Only the lines from the one containing "427, row 276." to the end of the records should be given again, word for word and in full.

=== Referring expression pointing data ===
===

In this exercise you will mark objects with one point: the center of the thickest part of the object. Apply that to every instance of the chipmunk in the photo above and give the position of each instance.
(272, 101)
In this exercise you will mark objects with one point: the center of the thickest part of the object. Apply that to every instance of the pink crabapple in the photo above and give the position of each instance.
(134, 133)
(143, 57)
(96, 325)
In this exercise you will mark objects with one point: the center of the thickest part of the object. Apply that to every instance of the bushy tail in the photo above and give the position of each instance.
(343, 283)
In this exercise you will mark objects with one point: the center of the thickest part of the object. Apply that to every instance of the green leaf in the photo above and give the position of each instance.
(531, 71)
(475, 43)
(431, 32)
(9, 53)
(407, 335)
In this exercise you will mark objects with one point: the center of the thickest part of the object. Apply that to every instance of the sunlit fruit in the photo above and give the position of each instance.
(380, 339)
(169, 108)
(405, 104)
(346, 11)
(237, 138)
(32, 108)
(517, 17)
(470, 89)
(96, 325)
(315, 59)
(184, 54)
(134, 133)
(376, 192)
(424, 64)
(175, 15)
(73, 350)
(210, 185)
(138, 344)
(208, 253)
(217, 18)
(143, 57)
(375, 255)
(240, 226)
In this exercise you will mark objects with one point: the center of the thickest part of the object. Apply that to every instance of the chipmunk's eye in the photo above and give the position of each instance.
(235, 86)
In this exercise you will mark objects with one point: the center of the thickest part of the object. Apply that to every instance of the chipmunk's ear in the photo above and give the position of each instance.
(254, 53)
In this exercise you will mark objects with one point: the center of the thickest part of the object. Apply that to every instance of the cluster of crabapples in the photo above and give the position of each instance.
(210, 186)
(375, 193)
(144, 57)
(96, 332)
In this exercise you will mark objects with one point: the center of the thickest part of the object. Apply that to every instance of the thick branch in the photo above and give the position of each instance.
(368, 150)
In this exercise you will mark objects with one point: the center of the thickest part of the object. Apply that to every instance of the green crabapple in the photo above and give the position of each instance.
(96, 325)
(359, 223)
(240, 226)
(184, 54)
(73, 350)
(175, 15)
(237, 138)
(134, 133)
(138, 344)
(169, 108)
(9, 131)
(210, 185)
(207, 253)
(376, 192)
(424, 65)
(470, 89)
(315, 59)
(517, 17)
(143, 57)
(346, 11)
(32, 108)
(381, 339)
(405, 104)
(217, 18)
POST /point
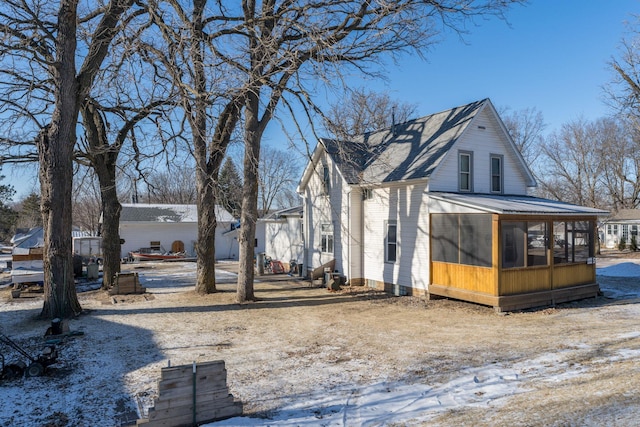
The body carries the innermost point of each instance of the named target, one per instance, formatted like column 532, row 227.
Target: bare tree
column 208, row 103
column 574, row 164
column 622, row 174
column 230, row 187
column 365, row 111
column 8, row 216
column 620, row 142
column 282, row 45
column 525, row 128
column 173, row 186
column 86, row 201
column 251, row 58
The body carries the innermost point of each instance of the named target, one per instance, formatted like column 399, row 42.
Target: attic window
column 465, row 171
column 325, row 179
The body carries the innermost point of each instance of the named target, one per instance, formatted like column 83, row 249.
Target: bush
column 622, row 244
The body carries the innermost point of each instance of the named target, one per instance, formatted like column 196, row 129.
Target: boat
column 154, row 254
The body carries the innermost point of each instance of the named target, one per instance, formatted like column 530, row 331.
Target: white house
column 172, row 228
column 279, row 235
column 439, row 206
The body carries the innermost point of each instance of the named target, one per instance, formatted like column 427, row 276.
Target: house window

===

=== Exercise result ===
The body carries the innermost point of each instance of the named target, one per instance, formatted like column 427, row 276.
Target: house window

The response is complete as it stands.